Exercício - Transcreva da crônica sobre mães na quarentena o trecho que começa em "Tudo isso me" e vai até "para não enlouquecer?", inclusive.

Texto de leitura -

Diário de Uberlândia | jornal impresso e online Publicidade 1140x90
11/04/2020 às 09h00min - Atualizada em 11/04/2020 às 09h00min

Mães de ontem, mães de hoje

ALEXANDRE HENRY
A esta altura, não é mais segredo que tem muita mãe se descabelando por conta da quarentena com criança em casa. Aliás, não sejamos sexistas: mães e pais estão se descabelando. No meu caso, só tenho uma filha de seis anos de idade e, ainda assim, tenho que admitir que não é fácil. Com minha esposa fazendo doutorado e eu trabalhando em sistema remoto, como juiz e como professor, nossa quarentena tem sido intensa como a de quase todo mundo. Muito do meu pouco tempo livre agora é junto à pia, lavando louça. Claro, e fazendo tarefas de escola com minha filha, tarefas essas que foram divididas ao meio: as das disciplinas em inglês ficam comigo; as demais, com minha esposa. Fora isso, as necessidades de uma criança cheia de energia em um apartamento vazio de opções para se gastar essa energia acabam desaguando em... Bem, você sabe. 

Tudo isso me levou a pensar sobre as mães de antigamente. Como elas davam conta de criar quatro, cinco ou até mais crianças? Se a gente se esgota com uma só, o que seria se tivéssemos meia dúzia de filhos? Como é que as mães sobreviviam, ainda mais tendo em conta que muitas crianças significam anos de gravidez? Qual era o segredo para não enlouquecer?

Dados fornecidos -
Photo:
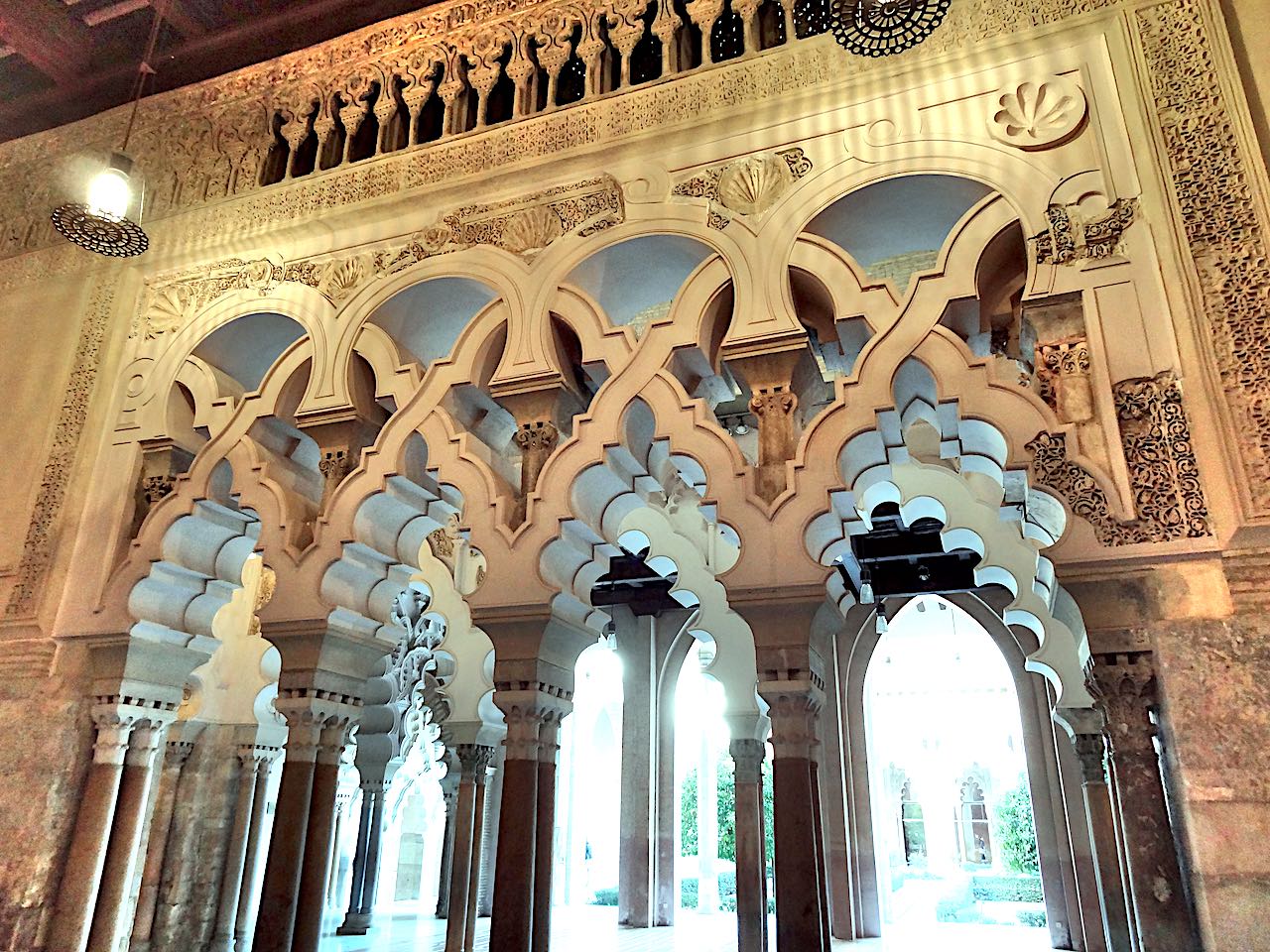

Resolução -
Tudo isso me levou a pensar sobre as mães de antigamente. Como elas davam conta de criar quatro, cinco ou até mais crianças? Se a gente se esgota com uma só, o que seria se tivéssemos meia dúzia de filhos? Como é que as mães sobreviviam, ainda mais tendo em conta que muitas crianças significam anos de gravidez? Qual era o segredo para não enlouquecer?